Instructions for the task: Rewrite the records from the start up to and including the line that contains "top-left (333, 155), bottom-right (413, 335)", swapping "stove burner" for "cooktop burner" and leaving everything else unchanged.

(Part of a data file)

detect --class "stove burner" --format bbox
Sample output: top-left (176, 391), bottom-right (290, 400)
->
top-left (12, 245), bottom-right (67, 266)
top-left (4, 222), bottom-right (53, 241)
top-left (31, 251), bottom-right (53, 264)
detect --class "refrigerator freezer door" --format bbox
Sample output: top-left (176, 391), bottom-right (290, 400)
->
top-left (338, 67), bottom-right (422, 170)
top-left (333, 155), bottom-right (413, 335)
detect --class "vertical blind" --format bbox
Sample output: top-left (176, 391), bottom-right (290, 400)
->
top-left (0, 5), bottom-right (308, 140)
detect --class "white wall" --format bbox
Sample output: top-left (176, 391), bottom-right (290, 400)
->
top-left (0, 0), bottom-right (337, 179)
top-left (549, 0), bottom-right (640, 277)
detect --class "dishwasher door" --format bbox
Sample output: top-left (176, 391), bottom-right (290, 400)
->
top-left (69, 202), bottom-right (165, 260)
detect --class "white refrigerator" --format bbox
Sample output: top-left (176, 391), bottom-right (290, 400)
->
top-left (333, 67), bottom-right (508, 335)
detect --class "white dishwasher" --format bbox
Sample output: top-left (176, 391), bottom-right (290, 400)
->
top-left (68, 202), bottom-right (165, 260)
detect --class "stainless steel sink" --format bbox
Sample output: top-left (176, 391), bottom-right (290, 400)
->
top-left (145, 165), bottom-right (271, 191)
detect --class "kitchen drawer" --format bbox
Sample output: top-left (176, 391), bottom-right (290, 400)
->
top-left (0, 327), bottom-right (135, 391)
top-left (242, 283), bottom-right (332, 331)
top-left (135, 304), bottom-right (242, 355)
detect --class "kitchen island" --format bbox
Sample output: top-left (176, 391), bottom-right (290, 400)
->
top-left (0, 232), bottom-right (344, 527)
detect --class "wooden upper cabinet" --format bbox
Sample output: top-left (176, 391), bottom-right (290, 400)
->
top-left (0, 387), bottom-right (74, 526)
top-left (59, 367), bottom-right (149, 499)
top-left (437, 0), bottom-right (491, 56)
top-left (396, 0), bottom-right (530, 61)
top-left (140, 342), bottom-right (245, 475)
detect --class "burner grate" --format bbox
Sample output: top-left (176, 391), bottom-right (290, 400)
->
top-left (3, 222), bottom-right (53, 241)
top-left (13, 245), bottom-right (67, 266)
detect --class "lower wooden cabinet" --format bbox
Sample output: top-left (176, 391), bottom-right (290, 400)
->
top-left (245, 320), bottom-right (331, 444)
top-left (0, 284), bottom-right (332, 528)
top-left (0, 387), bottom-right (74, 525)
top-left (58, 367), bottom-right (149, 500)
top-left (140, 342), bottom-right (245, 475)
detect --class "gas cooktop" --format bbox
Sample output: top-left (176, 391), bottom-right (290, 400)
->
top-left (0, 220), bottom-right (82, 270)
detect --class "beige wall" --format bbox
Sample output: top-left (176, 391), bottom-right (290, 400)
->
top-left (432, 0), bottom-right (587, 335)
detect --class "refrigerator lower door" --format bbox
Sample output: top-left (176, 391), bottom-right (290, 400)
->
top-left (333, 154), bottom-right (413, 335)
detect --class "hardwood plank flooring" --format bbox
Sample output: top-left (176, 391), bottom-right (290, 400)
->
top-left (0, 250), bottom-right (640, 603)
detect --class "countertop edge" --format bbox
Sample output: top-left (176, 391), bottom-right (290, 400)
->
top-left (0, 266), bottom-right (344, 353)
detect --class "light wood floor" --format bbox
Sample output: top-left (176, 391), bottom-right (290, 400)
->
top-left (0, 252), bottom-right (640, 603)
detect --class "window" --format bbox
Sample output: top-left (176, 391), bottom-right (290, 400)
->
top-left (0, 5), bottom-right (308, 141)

Written response:
detect --class "cooktop burner" --format bbox
Sample output: top-left (176, 391), bottom-right (290, 400)
->
top-left (12, 245), bottom-right (67, 266)
top-left (4, 222), bottom-right (53, 241)
top-left (31, 251), bottom-right (53, 264)
detect --class "refrigerator freezer door" --format bbox
Sample output: top-left (176, 391), bottom-right (290, 400)
->
top-left (338, 67), bottom-right (422, 170)
top-left (333, 155), bottom-right (413, 335)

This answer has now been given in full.